Victims of a massive government purge that took place in Turkey in the aftermath of a failed coup in July 2016 held a demonstration on Thursday in front of the İstanbul office of the United Nations, asking the UN not to remain silent about the injustices to which they’ve been subjected, Turkish Minute reported.
Under the pretext of an anti-coup fight, over 130,000 public servants, including 4,156 judges and prosecutors as well as 20,610 members of the armed forces were summarily removed from their jobs by controversial emergency decree-laws known as KHKs.
Pro-Kurdish Peoples’ Democratic Party (HDP) deputies Ömer Faruk Gergerlioğlu, Hüda Kaya and Musa Piroğlu; independent deputy Cihangir İslam; and Green Left Party spokesperson Sinan Tutal joined the purge victims in İstanbul’s Şişli district.
The purge victims carried banners that read “We want our rights, taken away from us through KHKs, back,” “Stop death KHKs” and “KHKs will go away, we will stay” and chanted slogans against the KHKs.
Gergerlioğlu, who delivered a statement during the demonstration, said the KHKs had affected the lives of at least 1.5 million people in Turkey, likening the government decrees to the practices of the national socialists during the Nazi era in Germany.
“We are faced with a government that has branded everyone a terrorist,” said Gergerlioğlu, who himself is also a purge victim as he was removed from his job as a medical doctor at a state-run university in northwestern Turkey through a post-coup government decree.

● PROVIDED RECORDS
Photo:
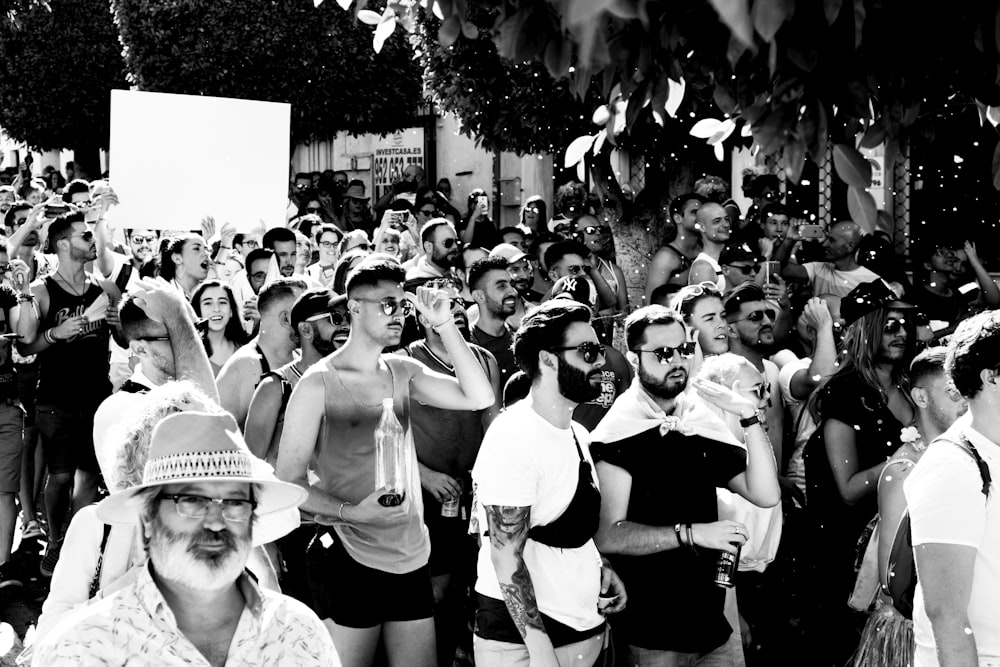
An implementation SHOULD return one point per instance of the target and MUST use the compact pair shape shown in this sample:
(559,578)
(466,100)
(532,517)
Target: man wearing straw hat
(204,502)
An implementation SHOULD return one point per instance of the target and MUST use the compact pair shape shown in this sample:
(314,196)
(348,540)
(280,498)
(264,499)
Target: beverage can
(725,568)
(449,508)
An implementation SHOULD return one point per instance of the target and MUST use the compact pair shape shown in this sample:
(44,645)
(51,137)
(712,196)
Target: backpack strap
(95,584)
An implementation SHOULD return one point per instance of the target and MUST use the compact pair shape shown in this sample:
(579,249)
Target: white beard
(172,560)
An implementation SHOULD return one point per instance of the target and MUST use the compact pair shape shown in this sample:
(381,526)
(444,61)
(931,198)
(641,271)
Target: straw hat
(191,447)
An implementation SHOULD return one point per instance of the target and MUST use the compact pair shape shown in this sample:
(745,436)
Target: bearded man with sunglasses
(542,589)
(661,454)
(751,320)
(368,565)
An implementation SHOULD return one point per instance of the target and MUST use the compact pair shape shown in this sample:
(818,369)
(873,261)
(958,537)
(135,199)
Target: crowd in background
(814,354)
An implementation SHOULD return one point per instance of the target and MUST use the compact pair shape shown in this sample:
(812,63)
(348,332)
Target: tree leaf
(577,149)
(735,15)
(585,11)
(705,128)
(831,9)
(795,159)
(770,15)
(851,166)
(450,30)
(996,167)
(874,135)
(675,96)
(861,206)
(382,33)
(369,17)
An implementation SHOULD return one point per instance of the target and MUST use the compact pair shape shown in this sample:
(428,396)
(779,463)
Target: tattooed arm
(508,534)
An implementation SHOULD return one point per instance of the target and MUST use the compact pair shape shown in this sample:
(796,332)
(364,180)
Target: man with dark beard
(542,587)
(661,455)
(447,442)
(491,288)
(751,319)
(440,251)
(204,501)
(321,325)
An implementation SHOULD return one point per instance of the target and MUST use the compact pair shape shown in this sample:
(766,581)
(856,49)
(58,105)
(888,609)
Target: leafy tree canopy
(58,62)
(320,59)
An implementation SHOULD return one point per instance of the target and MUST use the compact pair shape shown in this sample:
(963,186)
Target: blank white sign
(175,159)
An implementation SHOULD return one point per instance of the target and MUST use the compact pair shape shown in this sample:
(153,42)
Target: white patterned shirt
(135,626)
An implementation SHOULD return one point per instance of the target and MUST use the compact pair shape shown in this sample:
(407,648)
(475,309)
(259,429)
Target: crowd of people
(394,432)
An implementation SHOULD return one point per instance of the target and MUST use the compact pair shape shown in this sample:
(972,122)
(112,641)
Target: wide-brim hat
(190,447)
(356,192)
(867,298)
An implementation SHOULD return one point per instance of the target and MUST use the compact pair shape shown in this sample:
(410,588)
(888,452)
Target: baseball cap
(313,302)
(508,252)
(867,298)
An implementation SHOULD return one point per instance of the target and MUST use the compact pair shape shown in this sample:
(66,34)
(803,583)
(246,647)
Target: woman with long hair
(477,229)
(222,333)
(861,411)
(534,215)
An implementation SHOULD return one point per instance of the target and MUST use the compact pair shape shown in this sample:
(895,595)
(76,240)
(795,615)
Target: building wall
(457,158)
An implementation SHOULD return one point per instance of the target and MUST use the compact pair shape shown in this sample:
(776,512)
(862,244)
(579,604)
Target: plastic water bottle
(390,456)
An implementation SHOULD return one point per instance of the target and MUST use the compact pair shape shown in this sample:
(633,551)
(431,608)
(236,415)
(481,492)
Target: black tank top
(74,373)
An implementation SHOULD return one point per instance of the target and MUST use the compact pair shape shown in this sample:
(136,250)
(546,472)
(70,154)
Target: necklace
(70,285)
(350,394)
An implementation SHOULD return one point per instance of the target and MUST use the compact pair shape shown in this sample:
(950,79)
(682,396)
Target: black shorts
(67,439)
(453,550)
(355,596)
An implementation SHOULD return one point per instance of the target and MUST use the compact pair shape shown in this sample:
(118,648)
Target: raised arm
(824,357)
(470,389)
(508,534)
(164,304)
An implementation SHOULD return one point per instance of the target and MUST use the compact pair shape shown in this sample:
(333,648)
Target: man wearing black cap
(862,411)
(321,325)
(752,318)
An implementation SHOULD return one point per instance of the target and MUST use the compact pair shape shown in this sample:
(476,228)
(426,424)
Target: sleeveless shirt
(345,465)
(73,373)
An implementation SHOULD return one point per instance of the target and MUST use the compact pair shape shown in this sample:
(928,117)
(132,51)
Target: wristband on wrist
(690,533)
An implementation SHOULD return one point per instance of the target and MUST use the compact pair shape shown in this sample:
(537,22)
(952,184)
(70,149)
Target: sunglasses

● TASKS TO CARRY OUT
a: Using the article on the purge protest in Turkey, explain why the purge victims held their demonstration in front of the İstanbul office of the United Nations.
b: Carry the article on the purge protest in Turkey forward from its final sentence.

● LIST OF ANSWERS
a: They gathered there to ask the United Nations not to remain silent about the injustices done to them. These injustices came from the government purge that followed the failed coup of July 2016.

b:
The purged civil servants are accused of ties to terrorist organizations or to groups considered by the National Security Council (MGK) to be involved in activities against national security. They were not only fired from their jobs but also banned from working again in the public sector and getting a passport. The government also made it difficult for them to work formally in the private sector. Notes were put on the social security database about dismissed public servants to deter potential employers.
Dismissed civil servants face other kinds of discrimination as well. In a striking case, an insurance company refused to pay for the damages caused by a car accident to the wife of a fired public servant who was incarcerated at the time. According to the company, the government had instructed them in a directive not to make payments to civil servants who had been terminated from their jobs.
In another well-known case, Garanti BBVA, an affiliate of Spanish Bank BBVA, refused to open a bank account for a dismissed public servant. The bank had to reverse its position after the pro-opposition media covered the incident extensively and agreed to open a restricted checking account. The account holder could only use his account for withdrawing his salary. Other banking transactions such as money transfers were still prohibited.